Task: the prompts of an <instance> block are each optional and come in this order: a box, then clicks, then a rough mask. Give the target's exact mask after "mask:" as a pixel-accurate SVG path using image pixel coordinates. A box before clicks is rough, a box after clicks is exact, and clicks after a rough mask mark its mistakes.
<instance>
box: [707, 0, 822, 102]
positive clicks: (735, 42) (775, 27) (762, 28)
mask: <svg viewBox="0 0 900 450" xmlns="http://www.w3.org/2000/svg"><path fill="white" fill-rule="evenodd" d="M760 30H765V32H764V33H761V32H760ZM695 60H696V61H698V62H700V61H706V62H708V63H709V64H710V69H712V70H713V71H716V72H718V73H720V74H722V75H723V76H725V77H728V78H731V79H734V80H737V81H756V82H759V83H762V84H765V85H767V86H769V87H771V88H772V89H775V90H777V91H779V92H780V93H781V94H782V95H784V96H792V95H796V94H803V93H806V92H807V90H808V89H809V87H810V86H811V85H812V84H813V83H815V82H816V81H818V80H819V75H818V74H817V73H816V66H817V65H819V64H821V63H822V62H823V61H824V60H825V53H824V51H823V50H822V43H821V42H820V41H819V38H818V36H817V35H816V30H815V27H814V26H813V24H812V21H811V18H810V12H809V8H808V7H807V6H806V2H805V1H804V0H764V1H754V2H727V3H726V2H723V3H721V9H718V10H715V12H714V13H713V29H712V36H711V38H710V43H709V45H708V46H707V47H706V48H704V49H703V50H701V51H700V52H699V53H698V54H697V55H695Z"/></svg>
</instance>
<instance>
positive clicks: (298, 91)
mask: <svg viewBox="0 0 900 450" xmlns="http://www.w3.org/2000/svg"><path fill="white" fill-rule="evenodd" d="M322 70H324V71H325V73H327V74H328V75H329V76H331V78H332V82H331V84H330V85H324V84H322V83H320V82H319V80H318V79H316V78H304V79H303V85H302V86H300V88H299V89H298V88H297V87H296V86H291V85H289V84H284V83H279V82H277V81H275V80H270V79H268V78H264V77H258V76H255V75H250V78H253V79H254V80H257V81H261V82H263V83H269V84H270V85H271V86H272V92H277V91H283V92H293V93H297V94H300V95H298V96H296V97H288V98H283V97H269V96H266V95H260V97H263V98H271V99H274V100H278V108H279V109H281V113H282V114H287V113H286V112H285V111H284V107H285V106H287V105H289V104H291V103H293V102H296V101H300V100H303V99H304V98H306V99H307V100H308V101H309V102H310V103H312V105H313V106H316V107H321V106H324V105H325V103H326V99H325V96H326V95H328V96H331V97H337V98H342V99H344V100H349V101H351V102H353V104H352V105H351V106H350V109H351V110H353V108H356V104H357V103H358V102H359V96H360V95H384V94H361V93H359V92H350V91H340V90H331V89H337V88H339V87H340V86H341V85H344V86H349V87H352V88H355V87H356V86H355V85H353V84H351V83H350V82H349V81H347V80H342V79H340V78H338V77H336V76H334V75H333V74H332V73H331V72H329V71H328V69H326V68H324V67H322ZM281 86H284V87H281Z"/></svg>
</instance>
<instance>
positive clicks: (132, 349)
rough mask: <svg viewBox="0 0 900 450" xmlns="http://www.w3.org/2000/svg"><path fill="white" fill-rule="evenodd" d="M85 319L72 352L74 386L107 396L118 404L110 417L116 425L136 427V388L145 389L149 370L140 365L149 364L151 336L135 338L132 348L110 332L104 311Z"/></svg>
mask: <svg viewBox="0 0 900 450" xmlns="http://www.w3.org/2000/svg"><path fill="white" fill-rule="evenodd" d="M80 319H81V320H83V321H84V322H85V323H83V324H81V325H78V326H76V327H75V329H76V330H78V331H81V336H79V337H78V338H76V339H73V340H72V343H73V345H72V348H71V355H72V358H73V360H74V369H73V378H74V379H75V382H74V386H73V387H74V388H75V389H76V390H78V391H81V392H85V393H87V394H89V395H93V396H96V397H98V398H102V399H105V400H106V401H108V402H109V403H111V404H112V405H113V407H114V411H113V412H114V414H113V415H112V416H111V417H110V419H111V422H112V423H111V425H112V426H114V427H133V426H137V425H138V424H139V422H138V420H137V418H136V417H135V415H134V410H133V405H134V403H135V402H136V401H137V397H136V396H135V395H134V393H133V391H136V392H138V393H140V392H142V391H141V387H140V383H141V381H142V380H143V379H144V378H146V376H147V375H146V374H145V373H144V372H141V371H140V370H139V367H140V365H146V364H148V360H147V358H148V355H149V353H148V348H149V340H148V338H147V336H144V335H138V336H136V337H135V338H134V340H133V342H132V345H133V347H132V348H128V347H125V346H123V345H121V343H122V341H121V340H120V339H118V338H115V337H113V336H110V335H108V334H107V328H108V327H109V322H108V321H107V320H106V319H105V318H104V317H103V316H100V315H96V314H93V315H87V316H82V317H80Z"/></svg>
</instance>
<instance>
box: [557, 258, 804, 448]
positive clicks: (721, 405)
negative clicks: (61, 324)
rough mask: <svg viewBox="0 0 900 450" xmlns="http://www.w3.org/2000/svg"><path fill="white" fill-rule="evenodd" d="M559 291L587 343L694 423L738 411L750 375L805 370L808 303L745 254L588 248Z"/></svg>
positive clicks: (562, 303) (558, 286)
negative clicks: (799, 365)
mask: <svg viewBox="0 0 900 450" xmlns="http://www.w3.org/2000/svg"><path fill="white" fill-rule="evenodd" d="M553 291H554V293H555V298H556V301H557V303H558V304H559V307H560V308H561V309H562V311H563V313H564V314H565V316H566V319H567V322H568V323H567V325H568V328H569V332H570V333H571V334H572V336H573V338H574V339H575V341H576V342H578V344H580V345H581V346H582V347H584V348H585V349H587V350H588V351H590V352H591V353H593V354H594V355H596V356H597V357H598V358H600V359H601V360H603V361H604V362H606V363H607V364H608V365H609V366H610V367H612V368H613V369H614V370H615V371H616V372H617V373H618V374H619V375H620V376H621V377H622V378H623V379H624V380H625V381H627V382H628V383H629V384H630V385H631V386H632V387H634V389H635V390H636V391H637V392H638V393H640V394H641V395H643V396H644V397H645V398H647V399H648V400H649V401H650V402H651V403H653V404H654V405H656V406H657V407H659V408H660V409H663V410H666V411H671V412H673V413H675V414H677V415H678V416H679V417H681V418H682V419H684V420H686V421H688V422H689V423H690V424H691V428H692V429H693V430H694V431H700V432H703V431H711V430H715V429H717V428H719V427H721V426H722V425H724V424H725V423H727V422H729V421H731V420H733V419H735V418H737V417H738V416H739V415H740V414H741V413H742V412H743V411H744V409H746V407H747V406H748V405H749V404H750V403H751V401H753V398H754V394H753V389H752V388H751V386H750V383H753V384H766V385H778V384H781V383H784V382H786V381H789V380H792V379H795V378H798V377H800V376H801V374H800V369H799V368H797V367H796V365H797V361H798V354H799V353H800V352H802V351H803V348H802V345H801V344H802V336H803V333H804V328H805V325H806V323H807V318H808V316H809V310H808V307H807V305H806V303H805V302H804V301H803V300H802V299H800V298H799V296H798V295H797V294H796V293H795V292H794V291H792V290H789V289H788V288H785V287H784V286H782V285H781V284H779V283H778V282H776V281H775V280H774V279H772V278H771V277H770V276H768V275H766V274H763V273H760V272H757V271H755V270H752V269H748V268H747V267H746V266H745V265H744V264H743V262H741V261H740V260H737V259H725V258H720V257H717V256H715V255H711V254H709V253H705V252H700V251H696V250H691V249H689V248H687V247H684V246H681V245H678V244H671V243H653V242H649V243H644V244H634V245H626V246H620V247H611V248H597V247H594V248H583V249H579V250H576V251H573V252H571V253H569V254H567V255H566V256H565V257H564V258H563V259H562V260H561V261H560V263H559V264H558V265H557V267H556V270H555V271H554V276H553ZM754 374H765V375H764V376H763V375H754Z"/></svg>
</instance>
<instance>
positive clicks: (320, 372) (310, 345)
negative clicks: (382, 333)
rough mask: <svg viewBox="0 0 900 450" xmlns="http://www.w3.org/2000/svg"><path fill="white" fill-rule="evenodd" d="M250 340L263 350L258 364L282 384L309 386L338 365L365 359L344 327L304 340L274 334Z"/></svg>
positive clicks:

============

- _Exercise prompt_
Every line from the one containing "negative clicks: (382, 333)" through the last line of the entries above must be output exactly. Leave the rest out.

- _Solution to this task_
negative clicks: (382, 333)
rough mask: <svg viewBox="0 0 900 450" xmlns="http://www.w3.org/2000/svg"><path fill="white" fill-rule="evenodd" d="M250 340L263 350L258 364L282 384L309 386L338 365L365 359L344 327L304 340L274 334Z"/></svg>
positive clicks:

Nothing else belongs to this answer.